**Work to complete:** Copy out every one of the following entries character for character, changing nothing.

(Dataset excerpt)
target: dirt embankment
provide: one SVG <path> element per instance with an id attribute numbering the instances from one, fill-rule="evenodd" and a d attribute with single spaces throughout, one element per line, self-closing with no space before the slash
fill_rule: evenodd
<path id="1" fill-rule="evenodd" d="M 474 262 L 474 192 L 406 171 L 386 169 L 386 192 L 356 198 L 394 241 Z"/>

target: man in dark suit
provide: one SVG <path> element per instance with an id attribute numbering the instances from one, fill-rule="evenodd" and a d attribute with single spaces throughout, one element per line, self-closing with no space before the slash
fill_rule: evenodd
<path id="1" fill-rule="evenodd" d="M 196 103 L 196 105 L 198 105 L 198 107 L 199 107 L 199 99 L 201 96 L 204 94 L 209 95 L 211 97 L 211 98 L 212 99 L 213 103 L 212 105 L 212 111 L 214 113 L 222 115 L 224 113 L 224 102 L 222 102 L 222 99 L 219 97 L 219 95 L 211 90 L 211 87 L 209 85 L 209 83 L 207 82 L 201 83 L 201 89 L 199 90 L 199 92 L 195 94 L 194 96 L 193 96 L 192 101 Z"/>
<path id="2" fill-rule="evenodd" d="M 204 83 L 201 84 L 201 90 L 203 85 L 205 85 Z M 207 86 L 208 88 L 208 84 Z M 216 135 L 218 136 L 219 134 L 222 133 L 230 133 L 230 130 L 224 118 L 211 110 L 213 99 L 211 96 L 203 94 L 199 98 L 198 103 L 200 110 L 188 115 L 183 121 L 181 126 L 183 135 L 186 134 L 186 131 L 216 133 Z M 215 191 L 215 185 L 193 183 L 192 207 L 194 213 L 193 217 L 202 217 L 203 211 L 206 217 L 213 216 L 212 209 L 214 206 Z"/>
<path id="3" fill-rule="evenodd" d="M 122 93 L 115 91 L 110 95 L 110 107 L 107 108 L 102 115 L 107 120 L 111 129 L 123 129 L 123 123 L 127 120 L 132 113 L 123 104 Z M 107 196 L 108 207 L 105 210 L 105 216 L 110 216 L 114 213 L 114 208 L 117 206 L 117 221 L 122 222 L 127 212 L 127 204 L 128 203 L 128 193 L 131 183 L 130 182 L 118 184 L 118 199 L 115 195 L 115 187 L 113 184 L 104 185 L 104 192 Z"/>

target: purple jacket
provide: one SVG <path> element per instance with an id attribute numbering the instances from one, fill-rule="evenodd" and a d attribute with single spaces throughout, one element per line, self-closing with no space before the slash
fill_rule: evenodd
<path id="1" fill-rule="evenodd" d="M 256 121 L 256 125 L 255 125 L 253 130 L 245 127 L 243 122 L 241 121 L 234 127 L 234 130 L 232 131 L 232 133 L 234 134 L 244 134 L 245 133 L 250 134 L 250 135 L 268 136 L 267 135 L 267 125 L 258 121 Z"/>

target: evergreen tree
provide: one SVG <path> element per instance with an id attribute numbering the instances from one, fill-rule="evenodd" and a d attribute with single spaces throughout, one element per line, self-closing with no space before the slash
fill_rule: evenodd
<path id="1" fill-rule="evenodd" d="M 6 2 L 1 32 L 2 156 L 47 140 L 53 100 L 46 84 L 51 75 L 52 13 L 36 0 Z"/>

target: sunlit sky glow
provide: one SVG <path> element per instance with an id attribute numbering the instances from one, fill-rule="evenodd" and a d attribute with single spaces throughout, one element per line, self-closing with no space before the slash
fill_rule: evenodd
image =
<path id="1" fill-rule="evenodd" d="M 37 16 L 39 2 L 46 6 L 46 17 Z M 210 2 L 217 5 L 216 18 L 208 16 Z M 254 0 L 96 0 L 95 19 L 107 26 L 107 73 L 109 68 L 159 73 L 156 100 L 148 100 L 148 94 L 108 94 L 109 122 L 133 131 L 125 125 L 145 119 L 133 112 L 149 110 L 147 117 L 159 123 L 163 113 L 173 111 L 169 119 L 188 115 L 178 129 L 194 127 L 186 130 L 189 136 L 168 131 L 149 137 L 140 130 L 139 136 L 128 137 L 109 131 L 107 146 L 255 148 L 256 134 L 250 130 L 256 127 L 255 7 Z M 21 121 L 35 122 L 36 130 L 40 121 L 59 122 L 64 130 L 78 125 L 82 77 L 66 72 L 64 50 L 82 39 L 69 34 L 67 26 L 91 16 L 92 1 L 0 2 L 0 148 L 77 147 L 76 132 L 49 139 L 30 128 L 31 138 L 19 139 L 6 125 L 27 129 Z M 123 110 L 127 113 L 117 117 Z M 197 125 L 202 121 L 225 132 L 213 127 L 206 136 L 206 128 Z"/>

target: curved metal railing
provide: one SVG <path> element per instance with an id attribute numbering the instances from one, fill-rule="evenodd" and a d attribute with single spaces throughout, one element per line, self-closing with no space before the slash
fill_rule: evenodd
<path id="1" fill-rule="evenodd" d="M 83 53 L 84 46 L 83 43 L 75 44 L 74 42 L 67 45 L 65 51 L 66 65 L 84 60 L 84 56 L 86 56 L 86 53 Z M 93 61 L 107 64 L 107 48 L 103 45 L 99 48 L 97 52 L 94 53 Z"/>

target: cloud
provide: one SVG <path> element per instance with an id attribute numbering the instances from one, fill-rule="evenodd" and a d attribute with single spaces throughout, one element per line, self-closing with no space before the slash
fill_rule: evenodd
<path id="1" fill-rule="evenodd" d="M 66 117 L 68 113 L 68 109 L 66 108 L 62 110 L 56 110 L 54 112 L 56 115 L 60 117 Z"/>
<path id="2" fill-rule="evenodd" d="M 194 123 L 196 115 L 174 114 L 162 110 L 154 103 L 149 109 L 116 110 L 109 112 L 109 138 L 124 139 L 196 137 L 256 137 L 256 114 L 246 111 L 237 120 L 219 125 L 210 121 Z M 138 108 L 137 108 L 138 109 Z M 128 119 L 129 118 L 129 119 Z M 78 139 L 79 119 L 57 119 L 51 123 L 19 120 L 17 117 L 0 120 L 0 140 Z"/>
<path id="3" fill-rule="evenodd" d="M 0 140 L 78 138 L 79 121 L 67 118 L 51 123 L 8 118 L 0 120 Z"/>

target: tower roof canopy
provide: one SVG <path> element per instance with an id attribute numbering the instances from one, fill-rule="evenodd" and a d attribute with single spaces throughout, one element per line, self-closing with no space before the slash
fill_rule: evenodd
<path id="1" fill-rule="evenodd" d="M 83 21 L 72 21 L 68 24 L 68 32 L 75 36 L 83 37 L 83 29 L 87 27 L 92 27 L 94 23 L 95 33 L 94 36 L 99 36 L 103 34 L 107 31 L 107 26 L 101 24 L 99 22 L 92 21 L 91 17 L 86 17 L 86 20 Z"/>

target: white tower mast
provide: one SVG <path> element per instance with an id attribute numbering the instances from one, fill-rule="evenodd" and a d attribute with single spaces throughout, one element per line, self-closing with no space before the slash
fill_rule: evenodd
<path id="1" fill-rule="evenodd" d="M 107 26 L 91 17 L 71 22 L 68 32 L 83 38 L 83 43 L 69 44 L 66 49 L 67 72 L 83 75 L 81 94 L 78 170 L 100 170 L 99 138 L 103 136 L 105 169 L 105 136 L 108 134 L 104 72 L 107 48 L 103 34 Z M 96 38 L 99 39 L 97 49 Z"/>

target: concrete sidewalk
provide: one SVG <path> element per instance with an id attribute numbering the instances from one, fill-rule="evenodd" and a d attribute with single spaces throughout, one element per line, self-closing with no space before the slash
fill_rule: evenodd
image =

**Task solution:**
target: dirt embankment
provide: one SVG <path> element per instance with an id attribute numbering the instances from one, fill-rule="evenodd" and a d attribute with single spaces throughout, one element per line, self-closing with no space before the slash
fill_rule: evenodd
<path id="1" fill-rule="evenodd" d="M 474 262 L 474 192 L 406 171 L 386 169 L 386 192 L 356 198 L 394 241 Z"/>

target: man in dark suit
provide: one SVG <path> element per instance with an id attribute numbering the instances from one, fill-rule="evenodd" and a d attribute with single spaces throughout, one element per line, self-closing with no space before the slash
fill_rule: evenodd
<path id="1" fill-rule="evenodd" d="M 196 103 L 196 105 L 198 105 L 198 107 L 199 107 L 199 99 L 201 96 L 204 94 L 209 95 L 211 97 L 211 98 L 212 99 L 213 103 L 212 105 L 212 111 L 214 113 L 222 115 L 224 113 L 224 102 L 222 102 L 222 99 L 219 97 L 219 95 L 211 90 L 211 87 L 209 85 L 209 83 L 207 82 L 201 83 L 201 89 L 199 90 L 199 92 L 195 94 L 194 96 L 193 96 L 192 101 Z"/>
<path id="2" fill-rule="evenodd" d="M 204 83 L 201 84 L 201 90 L 203 85 L 205 85 Z M 207 86 L 208 88 L 208 84 Z M 216 135 L 218 136 L 219 134 L 222 133 L 230 133 L 230 130 L 224 118 L 211 110 L 213 99 L 211 96 L 203 94 L 199 98 L 198 103 L 200 110 L 188 115 L 183 121 L 181 126 L 183 135 L 186 134 L 186 131 L 216 133 Z M 215 191 L 215 185 L 193 183 L 192 207 L 194 213 L 193 217 L 202 217 L 203 211 L 206 217 L 213 216 L 212 209 L 214 206 Z"/>
<path id="3" fill-rule="evenodd" d="M 122 93 L 115 91 L 110 95 L 110 107 L 107 108 L 102 115 L 107 120 L 111 129 L 123 129 L 123 123 L 127 120 L 132 113 L 123 104 Z M 107 196 L 108 207 L 105 210 L 105 216 L 110 216 L 114 213 L 114 208 L 117 206 L 117 221 L 122 222 L 127 212 L 127 204 L 128 203 L 128 193 L 131 183 L 130 182 L 118 184 L 118 199 L 115 195 L 115 187 L 113 184 L 104 185 L 104 192 Z"/>

target: purple jacket
provide: one SVG <path> element per instance with an id attribute numbering the instances from one, fill-rule="evenodd" and a d attribute with single spaces throughout, one element per line, self-closing with no space before the slash
fill_rule: evenodd
<path id="1" fill-rule="evenodd" d="M 256 121 L 256 125 L 255 125 L 253 130 L 245 127 L 243 122 L 241 121 L 234 127 L 234 130 L 232 131 L 232 133 L 234 134 L 244 134 L 245 133 L 250 134 L 250 135 L 268 136 L 267 135 L 267 125 L 258 121 Z"/>

target: evergreen tree
provide: one SVG <path> element per instance with an id attribute numbering the instances from one, fill-rule="evenodd" and a d attribute with single spaces throughout, one element per line, self-closing with no space before the slash
fill_rule: evenodd
<path id="1" fill-rule="evenodd" d="M 6 2 L 1 32 L 2 156 L 47 140 L 53 100 L 46 84 L 51 75 L 52 13 L 36 0 Z"/>

target: sunlit sky glow
provide: one SVG <path> element per instance with an id attribute numbering the instances from one, fill-rule="evenodd" and a d attribute with single spaces throughout, one element per line, self-closing with no space before the slash
fill_rule: evenodd
image =
<path id="1" fill-rule="evenodd" d="M 37 16 L 39 2 L 46 6 L 46 17 Z M 210 2 L 217 5 L 216 18 L 208 16 Z M 254 0 L 96 0 L 95 19 L 107 26 L 107 73 L 109 68 L 159 73 L 156 100 L 148 100 L 148 94 L 108 94 L 109 122 L 133 131 L 125 125 L 145 119 L 133 112 L 149 110 L 147 117 L 159 123 L 163 113 L 173 111 L 169 119 L 188 115 L 178 129 L 194 127 L 186 130 L 189 136 L 168 131 L 149 137 L 140 130 L 139 136 L 128 137 L 109 131 L 107 146 L 255 148 L 256 134 L 250 130 L 256 127 L 255 7 Z M 21 121 L 35 122 L 36 130 L 40 121 L 59 122 L 64 130 L 78 125 L 82 77 L 66 72 L 64 50 L 82 39 L 69 34 L 67 26 L 91 16 L 92 1 L 0 2 L 0 148 L 77 147 L 76 132 L 49 139 L 30 128 L 31 138 L 19 139 L 6 125 L 27 129 Z M 123 110 L 127 113 L 117 117 Z M 197 125 L 202 121 L 225 132 L 213 127 L 206 136 L 206 128 Z"/>

target: curved metal railing
provide: one SVG <path> element per instance with an id attribute numbering the instances from one, fill-rule="evenodd" and a d attribute with single spaces throughout, one element per line, self-closing with no space before the slash
fill_rule: evenodd
<path id="1" fill-rule="evenodd" d="M 83 53 L 84 46 L 83 43 L 75 44 L 74 42 L 67 45 L 65 51 L 66 65 L 84 60 L 84 56 L 86 56 L 86 53 Z M 93 61 L 107 64 L 107 48 L 103 45 L 99 48 L 97 52 L 94 53 Z"/>

target: cloud
provide: one SVG <path> element per instance with an id attribute numbering the instances from one, fill-rule="evenodd" and a d attribute with single spaces throughout, one element per line, self-closing with no space before the slash
fill_rule: evenodd
<path id="1" fill-rule="evenodd" d="M 66 117 L 68 113 L 68 109 L 66 108 L 62 110 L 56 110 L 54 112 L 56 115 L 60 117 Z"/>
<path id="2" fill-rule="evenodd" d="M 194 123 L 196 115 L 174 114 L 162 110 L 154 103 L 149 109 L 116 110 L 109 112 L 109 138 L 124 139 L 196 137 L 256 137 L 256 114 L 246 111 L 237 120 L 219 125 L 210 121 Z M 138 108 L 137 108 L 138 109 Z M 128 119 L 129 118 L 129 119 Z M 78 139 L 79 119 L 57 119 L 51 123 L 19 120 L 17 117 L 0 120 L 0 140 Z"/>
<path id="3" fill-rule="evenodd" d="M 0 140 L 78 138 L 79 121 L 67 118 L 51 123 L 8 118 L 0 120 Z"/>

target: tower roof canopy
provide: one SVG <path> element per instance with an id attribute numbering the instances from one, fill-rule="evenodd" and a d attribute with single spaces throughout, one element per line, self-closing with no space before the slash
fill_rule: evenodd
<path id="1" fill-rule="evenodd" d="M 83 21 L 72 21 L 68 24 L 68 32 L 75 36 L 83 37 L 83 29 L 87 27 L 92 27 L 94 23 L 95 33 L 94 36 L 99 36 L 103 34 L 107 31 L 107 26 L 101 24 L 99 22 L 92 21 L 91 17 L 86 17 L 86 20 Z"/>

target: white tower mast
provide: one SVG <path> element per instance with an id attribute numbering the instances from one, fill-rule="evenodd" and a d attribute with single spaces throughout, one element per line, self-closing with no space before the slash
fill_rule: evenodd
<path id="1" fill-rule="evenodd" d="M 107 26 L 91 17 L 71 22 L 68 32 L 83 38 L 83 43 L 69 44 L 66 49 L 67 72 L 83 75 L 81 94 L 78 170 L 100 170 L 99 138 L 103 136 L 105 169 L 105 136 L 108 134 L 104 72 L 107 48 L 103 34 Z M 96 38 L 99 39 L 97 49 Z"/>

target: concrete sidewalk
provide: one SVG <path> element per instance with an id attribute numbering the instances from one, fill-rule="evenodd" and a d attribute with single spaces throughout, one element per line, self-closing with no space before the slash
fill_rule: evenodd
image =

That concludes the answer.